→ Selected passage
══════════

After nine seasons with the 49ers, Clark retired following the 1987 season. He was a member of two Super Bowl-winning teams (XVI and XIX). To honor his contribution to 49ers, the club retired his #87 in 1988. He served as a team executive for the 49ers until 1998, when he resigned to become the first general manager in the expansion era of the Cleveland Browns, after following Carmen Policy who would run the team under the ownership of Al Lerner. In their first draft in 1999, the Browns went for quarterback Tim Couch, deciding to reject the calls from the Saints that offered their entire array of draft picks in order to try and draft Ricky Williams. He was executive vice president and director of football operations from 1999 to 2001.

On May 14, 2002, he resigned from his position with the Browns after new head coach Butch Davis requested the right to make personnel decisions. In the 2018 NFL Films documentary Dwight Clark: A Football Life, he was quoted as saying that it was probably a mistake to have accepted the position. He would later return to North Carolina to run his real estate business.

Clark built his restaurant, Clark's By The Bay, the year he retired and decorated it with sports memorabilia including The Catch. Initially serving Cajun food, it later switched to prime rib and seafood. Located in Redwood City, California, the restaurant was sold in 1993.

===Media appearances===
Clark joined his 49er teammates Joe Montana, Ronnie Lott, and Riki Ellison in performing backup vocals on Huey Lewis and the News hit songs "Hip to Be Square" and "I Know What I Like" for the band's Fore! album. Huey Lewis later indicated he was impressed by Clark's singing abilities. Clark later took the lead role in the 1993 direct-to-video comedy Kindergarten Ninja. He also appeared in the video game All-Pro Football 2K8. He joined Comcast SportsNet Bay Area in 2011 as an analyst for 49ers Postgame Live. Post-retirement, Clark expressed remorse about the end of Candlestick Park, saying that "It was a dump [but] it was our dump, so we could talk bad about it, but we didn't want anybody else to talk bad about it."

══════════

Pointing data grounded in images:
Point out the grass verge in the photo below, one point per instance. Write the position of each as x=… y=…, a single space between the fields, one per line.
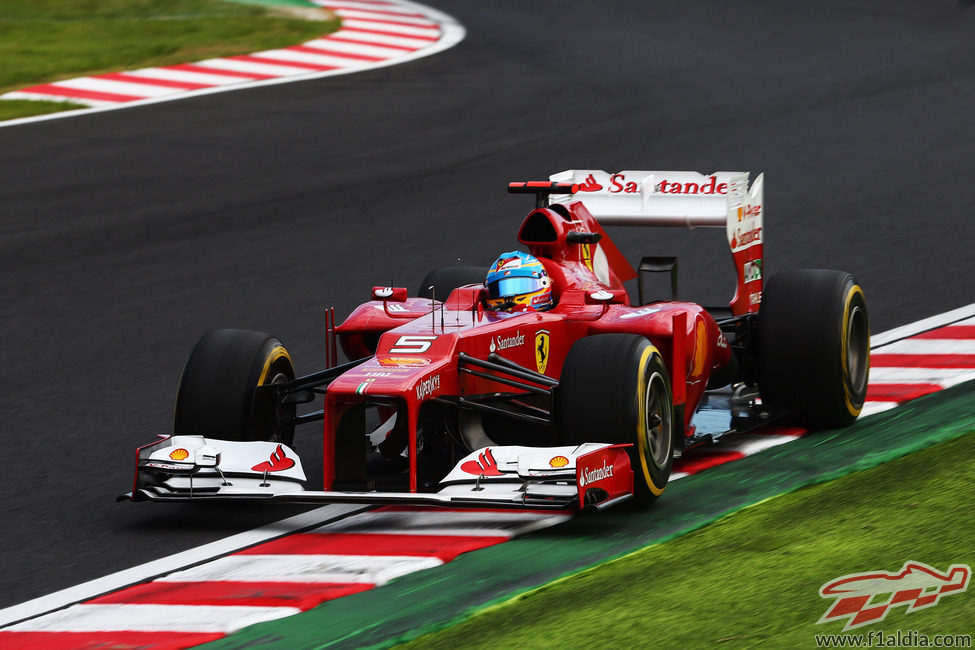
x=47 y=40
x=752 y=579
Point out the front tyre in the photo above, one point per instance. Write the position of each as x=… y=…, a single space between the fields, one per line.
x=615 y=388
x=216 y=392
x=814 y=346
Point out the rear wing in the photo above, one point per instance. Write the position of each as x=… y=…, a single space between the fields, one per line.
x=685 y=199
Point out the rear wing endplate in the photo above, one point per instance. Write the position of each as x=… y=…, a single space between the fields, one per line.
x=684 y=199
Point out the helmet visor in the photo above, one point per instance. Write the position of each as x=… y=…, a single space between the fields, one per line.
x=513 y=286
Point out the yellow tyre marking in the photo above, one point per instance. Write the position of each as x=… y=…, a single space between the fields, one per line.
x=277 y=353
x=642 y=422
x=853 y=410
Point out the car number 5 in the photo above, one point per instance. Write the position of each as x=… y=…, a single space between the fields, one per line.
x=412 y=344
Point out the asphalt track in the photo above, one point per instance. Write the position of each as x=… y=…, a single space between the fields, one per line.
x=125 y=235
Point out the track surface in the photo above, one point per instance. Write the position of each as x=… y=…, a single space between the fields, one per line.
x=126 y=235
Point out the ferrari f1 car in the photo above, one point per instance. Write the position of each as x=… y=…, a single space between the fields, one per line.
x=447 y=401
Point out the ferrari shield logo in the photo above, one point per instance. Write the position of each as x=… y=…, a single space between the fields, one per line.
x=542 y=339
x=587 y=255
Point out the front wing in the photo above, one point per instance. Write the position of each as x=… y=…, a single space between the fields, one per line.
x=194 y=468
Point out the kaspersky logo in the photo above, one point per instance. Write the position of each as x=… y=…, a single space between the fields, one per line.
x=278 y=462
x=865 y=598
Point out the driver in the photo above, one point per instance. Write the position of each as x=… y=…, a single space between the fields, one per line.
x=518 y=282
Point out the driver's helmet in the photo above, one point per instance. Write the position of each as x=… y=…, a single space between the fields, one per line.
x=518 y=280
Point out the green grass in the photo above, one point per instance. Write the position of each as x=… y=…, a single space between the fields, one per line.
x=47 y=40
x=752 y=579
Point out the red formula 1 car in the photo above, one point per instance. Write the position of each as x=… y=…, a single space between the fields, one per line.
x=451 y=400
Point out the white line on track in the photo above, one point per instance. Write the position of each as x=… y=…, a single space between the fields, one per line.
x=955 y=316
x=154 y=618
x=175 y=562
x=368 y=569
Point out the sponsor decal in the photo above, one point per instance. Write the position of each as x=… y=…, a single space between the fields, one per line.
x=542 y=344
x=710 y=186
x=158 y=465
x=753 y=271
x=749 y=211
x=413 y=344
x=866 y=598
x=587 y=255
x=700 y=349
x=589 y=185
x=390 y=306
x=507 y=342
x=427 y=387
x=485 y=465
x=278 y=462
x=408 y=362
x=641 y=312
x=590 y=476
x=743 y=239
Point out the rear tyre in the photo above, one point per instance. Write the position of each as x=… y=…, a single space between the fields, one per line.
x=216 y=392
x=439 y=282
x=615 y=388
x=814 y=346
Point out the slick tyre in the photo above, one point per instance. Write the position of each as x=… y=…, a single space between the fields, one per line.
x=615 y=388
x=814 y=346
x=439 y=282
x=216 y=395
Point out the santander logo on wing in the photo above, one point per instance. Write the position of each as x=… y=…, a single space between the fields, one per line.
x=865 y=598
x=278 y=462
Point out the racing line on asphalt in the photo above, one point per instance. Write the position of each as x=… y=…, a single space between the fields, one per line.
x=287 y=569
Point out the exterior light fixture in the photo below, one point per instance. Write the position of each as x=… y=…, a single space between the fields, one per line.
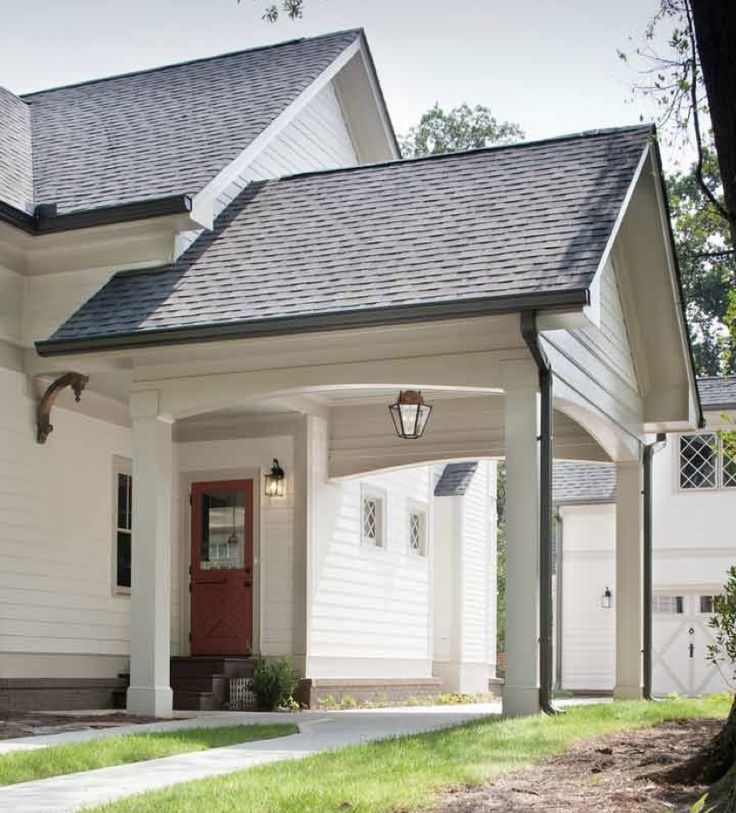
x=274 y=481
x=410 y=414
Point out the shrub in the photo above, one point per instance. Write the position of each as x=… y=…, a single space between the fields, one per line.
x=274 y=682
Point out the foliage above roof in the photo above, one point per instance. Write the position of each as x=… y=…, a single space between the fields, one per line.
x=505 y=222
x=165 y=131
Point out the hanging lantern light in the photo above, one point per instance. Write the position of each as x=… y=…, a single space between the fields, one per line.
x=410 y=414
x=274 y=481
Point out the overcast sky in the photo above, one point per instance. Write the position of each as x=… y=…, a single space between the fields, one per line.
x=549 y=65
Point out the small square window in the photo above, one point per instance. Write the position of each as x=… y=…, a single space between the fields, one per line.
x=666 y=604
x=418 y=532
x=372 y=520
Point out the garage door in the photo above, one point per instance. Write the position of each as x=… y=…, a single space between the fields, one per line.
x=680 y=636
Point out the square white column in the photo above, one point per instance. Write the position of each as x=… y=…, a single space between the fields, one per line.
x=522 y=426
x=629 y=568
x=150 y=594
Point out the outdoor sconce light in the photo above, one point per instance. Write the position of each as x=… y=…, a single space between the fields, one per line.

══════════

→ Questions
(A) Reproduce the text from the passage on Dwight Clark between "Clark built his" and "sold in 1993.", inclusive.
(B) According to the passage on Dwight Clark, why did Clark leave his position with the Browns in 2002? Answer in one to three sentences.

→ Replies
(A)
Clark built his restaurant, Clark's By The Bay, the year he retired and decorated it with sports memorabilia including The Catch. Initially serving Cajun food, it later switched to prime rib and seafood. Located in Redwood City, California, the restaurant was sold in 1993.

(B) Clark resigned on May 14, 2002, after new head coach Butch Davis asked for the right to make personnel decisions.